▶ _Data items_:
BEGIN
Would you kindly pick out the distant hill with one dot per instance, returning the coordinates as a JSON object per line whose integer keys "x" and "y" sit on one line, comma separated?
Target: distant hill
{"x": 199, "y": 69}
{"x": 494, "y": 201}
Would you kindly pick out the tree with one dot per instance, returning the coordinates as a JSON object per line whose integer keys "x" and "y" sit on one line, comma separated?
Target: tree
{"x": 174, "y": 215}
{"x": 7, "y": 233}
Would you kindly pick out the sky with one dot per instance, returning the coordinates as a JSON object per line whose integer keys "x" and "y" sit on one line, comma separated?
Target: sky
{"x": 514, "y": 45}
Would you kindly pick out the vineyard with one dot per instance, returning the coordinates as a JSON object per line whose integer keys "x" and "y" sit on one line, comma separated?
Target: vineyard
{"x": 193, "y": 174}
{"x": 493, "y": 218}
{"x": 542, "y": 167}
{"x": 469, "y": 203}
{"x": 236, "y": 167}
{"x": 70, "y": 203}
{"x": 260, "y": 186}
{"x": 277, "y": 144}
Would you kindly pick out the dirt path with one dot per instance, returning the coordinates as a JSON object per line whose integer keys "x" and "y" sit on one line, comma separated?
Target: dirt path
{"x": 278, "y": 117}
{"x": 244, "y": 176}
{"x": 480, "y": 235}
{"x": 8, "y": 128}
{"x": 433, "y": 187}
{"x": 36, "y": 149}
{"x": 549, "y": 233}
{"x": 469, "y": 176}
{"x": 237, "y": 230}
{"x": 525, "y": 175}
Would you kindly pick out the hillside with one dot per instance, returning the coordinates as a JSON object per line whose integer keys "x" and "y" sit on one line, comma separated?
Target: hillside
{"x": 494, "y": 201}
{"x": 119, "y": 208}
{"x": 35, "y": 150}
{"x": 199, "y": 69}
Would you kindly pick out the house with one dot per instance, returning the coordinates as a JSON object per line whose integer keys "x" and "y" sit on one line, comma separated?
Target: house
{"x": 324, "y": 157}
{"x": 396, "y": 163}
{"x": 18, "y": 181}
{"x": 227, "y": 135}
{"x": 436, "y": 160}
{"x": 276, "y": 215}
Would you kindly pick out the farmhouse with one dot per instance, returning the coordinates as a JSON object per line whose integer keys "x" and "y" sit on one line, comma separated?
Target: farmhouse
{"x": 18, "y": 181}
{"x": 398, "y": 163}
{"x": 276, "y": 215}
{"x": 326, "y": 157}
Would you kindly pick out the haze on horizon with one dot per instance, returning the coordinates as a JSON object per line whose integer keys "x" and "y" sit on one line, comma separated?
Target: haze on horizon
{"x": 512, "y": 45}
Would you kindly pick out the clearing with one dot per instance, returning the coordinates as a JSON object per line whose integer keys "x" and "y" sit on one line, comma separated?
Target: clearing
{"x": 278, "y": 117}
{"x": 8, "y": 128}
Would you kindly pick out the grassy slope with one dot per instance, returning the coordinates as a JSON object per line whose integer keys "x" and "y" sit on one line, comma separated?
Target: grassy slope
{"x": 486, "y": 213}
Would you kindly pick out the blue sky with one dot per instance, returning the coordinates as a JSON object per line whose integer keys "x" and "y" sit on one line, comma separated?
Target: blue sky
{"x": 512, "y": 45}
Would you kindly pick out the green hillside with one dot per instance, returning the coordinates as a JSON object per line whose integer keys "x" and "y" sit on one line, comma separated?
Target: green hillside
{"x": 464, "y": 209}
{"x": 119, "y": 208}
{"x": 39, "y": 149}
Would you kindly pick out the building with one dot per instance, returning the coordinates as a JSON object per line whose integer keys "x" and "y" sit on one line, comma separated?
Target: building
END
▶ _Assignment_: Scan the data above and report each line in which "building" is present.

▶ _Exercise solution_:
Would you kindly pick out the building with one dot per instance, returning the coordinates as a JSON object per line whose integer keys "x" and "y" sit on one line, comma separated?
Target: building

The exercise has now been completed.